Le Pape Jean Paul II appelle les chrétiens à s'investir davantage pour le renouveau du Monde pour une société plus humaine et plus juste lorsqu'il dit qu'il invite les « chrétiens à un renouveau dans leur esprit et dans leur coeur pour que, en promouvant une plus grande justice (...), personne ne manque de la nourriture, du vêtement, du logement et du travail, c'est dire, de tout ce qui donne sa dignité à la personne humaine ; l'image du christ sur la croix, prix de la rédemption de l'humanité, est un appel pressant à mettre sa vie au service de ceux qui sont dans le besoin, au rythme d'une charité généreuse qui ne sympathise non pas avec l'injustice, mais avec la vérité »60(*). Car il est plus que convaincu que l'évangélisation entraîne indispensablement le souci du développement humain et du progrès social.

Chez les Bwa, la réticence face à l'activité politique est plus vive parce que beaucoup de chrétiens ont de la peine à comprendre que la réalisation humaine est une réponse à l'acte de foi, au credo professé au cours de la messe dominicale ; et que croire en Jésus Christ aujourd'hui ne signifie pas simplement adhérer à une série de vérités. Certains pensent avoir la foi parce qu'ils sont toujours à la messe et récitent leur Credo : je crois en Dieu, le Père, le Fils et l'Esprit Saint, abandonne l'alcool durant le temps de Carême, respectent les prescriptions chrétiennes. Mais il faut se dire que tant que la foi se maintient au niveau des vérités intellectuelles, sans implications sociales responsables, pouvons-nous parler encore d'une foi authentiquement vécue et capable d'aider au changement positif de la société ?

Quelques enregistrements
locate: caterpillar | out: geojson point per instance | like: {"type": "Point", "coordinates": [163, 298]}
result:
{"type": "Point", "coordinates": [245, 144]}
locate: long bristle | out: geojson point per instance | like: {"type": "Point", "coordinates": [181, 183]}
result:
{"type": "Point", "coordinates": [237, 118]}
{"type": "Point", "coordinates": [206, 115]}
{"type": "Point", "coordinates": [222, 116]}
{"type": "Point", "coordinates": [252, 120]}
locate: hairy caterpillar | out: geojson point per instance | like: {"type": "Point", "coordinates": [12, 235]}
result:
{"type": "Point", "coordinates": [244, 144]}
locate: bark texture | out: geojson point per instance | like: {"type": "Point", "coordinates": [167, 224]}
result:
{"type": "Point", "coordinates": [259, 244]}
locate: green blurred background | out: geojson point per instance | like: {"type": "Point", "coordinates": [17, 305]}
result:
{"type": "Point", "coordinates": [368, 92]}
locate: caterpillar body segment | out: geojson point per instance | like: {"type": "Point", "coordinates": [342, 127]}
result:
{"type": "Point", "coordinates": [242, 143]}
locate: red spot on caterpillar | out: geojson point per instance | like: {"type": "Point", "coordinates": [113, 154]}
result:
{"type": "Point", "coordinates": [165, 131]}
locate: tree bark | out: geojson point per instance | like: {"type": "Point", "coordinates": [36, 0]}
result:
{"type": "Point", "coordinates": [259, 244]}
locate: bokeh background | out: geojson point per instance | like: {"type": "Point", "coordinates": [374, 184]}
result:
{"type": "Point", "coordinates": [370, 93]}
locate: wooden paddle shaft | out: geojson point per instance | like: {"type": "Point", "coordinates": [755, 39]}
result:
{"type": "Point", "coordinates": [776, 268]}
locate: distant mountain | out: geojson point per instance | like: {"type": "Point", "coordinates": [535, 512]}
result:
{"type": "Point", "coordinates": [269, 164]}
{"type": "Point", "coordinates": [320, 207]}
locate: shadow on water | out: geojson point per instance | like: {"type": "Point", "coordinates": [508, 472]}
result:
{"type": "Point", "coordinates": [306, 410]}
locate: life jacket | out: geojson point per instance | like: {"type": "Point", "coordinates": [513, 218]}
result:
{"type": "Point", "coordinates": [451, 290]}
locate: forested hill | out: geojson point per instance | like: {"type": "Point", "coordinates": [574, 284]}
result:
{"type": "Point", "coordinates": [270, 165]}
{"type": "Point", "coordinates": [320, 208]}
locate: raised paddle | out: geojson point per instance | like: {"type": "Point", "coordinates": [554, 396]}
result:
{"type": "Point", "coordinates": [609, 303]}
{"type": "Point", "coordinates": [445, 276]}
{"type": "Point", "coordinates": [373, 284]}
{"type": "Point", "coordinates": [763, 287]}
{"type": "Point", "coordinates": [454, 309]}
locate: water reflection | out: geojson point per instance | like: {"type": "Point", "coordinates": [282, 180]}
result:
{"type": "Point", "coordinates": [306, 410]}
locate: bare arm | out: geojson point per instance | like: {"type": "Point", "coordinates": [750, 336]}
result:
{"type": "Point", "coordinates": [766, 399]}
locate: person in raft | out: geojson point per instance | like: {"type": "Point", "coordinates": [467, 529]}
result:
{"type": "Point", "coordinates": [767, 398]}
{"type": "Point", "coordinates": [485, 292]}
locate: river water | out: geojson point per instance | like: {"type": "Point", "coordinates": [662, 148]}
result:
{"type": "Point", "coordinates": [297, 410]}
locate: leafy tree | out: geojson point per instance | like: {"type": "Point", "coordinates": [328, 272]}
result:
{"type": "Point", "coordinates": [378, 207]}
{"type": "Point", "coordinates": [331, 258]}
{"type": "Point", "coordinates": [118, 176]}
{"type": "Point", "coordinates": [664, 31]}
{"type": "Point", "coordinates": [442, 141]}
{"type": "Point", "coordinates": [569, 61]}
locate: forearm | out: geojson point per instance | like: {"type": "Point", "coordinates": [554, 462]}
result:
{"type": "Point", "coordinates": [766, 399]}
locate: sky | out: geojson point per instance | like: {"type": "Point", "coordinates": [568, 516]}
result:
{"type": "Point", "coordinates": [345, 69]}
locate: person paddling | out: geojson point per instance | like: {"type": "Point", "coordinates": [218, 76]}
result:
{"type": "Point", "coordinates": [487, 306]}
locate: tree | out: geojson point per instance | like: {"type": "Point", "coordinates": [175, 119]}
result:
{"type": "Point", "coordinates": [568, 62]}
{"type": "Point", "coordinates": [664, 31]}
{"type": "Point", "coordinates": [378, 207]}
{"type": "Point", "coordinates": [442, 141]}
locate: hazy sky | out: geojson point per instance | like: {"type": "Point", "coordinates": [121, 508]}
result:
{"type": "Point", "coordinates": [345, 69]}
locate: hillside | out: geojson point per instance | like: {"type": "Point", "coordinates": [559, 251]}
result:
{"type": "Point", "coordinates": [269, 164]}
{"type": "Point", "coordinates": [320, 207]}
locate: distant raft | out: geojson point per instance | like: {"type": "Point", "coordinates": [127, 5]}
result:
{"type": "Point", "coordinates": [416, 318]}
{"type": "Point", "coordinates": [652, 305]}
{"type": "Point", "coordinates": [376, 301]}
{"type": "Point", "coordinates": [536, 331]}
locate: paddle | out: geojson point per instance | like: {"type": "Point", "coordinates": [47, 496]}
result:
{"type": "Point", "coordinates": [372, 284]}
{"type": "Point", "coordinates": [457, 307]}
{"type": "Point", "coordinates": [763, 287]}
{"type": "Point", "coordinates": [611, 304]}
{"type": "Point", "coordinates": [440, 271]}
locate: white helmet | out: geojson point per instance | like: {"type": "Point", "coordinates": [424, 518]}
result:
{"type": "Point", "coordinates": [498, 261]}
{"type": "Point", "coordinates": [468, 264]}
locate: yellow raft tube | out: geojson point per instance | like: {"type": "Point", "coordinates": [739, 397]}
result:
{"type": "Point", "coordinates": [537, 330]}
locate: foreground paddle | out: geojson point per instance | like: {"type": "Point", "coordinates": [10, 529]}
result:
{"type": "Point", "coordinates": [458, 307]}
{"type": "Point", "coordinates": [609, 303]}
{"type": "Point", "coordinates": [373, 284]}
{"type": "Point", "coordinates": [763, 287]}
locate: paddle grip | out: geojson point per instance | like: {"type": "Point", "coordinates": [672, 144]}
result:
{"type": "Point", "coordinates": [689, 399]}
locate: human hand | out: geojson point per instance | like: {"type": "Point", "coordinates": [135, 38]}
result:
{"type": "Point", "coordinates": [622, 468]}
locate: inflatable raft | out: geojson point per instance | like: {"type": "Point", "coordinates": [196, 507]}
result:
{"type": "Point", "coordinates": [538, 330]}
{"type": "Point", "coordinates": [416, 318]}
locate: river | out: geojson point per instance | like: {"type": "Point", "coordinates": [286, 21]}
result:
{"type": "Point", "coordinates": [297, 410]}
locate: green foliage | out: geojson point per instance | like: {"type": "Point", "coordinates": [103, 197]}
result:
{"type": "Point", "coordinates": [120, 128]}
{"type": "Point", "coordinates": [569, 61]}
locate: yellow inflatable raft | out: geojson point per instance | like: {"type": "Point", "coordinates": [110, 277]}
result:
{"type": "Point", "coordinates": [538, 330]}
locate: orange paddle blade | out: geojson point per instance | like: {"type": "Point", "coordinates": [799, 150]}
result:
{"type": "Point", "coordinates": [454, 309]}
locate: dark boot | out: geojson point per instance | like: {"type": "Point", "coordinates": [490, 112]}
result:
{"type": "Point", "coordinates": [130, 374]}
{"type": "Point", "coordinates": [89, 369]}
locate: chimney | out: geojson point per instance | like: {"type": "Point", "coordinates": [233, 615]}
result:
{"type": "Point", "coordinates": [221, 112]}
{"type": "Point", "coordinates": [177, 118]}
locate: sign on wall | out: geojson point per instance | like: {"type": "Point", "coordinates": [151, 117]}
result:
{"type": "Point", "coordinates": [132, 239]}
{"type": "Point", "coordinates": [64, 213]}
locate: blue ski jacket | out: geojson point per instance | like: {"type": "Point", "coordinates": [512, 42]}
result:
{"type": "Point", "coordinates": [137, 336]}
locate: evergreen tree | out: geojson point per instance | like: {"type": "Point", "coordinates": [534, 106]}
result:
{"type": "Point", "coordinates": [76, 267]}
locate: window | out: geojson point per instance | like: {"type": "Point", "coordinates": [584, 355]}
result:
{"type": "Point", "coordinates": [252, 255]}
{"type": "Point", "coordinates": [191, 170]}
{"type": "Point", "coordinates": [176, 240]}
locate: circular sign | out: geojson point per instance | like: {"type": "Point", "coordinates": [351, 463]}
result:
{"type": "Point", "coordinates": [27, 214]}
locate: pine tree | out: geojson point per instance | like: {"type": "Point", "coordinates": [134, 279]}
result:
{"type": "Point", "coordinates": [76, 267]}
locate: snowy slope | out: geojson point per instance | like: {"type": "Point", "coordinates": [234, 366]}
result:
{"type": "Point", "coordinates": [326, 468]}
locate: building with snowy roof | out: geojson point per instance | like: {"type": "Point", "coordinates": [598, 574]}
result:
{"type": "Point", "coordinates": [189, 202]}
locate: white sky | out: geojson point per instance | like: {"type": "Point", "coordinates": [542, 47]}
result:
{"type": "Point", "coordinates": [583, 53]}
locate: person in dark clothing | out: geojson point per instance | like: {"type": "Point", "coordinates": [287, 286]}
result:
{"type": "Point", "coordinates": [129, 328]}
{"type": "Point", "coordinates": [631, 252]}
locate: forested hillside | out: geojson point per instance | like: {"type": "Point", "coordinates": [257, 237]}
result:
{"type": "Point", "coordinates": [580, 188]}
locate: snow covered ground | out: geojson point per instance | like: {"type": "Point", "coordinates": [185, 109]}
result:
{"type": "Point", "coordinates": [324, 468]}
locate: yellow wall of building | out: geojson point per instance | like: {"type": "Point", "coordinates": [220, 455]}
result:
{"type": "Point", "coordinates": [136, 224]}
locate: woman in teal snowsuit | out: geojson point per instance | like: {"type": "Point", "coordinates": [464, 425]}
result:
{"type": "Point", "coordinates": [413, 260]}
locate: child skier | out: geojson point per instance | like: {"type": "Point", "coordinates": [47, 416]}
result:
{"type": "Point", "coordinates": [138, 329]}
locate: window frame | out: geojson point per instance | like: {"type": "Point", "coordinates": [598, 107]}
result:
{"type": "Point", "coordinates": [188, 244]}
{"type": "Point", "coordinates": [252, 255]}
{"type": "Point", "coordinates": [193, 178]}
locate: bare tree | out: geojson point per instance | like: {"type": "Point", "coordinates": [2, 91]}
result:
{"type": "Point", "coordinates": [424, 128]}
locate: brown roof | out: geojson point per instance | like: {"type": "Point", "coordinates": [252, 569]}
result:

▶ [ÉNONCÉ DU PROBLÈME 1]: D'après le texte, qu'est-ce que l'évangélisation entraîne indispensablement selon la conviction de Jean Paul II ?
▶ [ÉNONCÉ DU PROBLÈME 2]: Recopiez le passage du texte qui va de « Chez les Bwa, la » jusqu'à « de la société ? » inclus.
Servez-vous uniquement du texte pour répondre.

▶ [RÉSULTAT ATTENDU 1]: Le souci du développement humain et du progrès social.

▶ [RÉSULTAT ATTENDU 2]:
Chez les Bwa, la réticence face à l'activité politique est plus vive parce que beaucoup de chrétiens ont de la peine à comprendre que la réalisation humaine est une réponse à l'acte de foi, au credo professé au cours de la messe dominicale ; et que croire en Jésus Christ aujourd'hui ne signifie pas simplement adhérer à une série de vérités. Certains pensent avoir la foi parce qu'ils sont toujours à la messe et récitent leur Credo : je crois en Dieu, le Père, le Fils et l'Esprit Saint, abandonne l'alcool durant le temps de Carême, respectent les prescriptions chrétiennes. Mais il faut se dire que tant que la foi se maintient au niveau des vérités intellectuelles, sans implications sociales responsables, pouvons-nous parler encore d'une foi authentiquement vécue et capable d'aider au changement positif de la société ?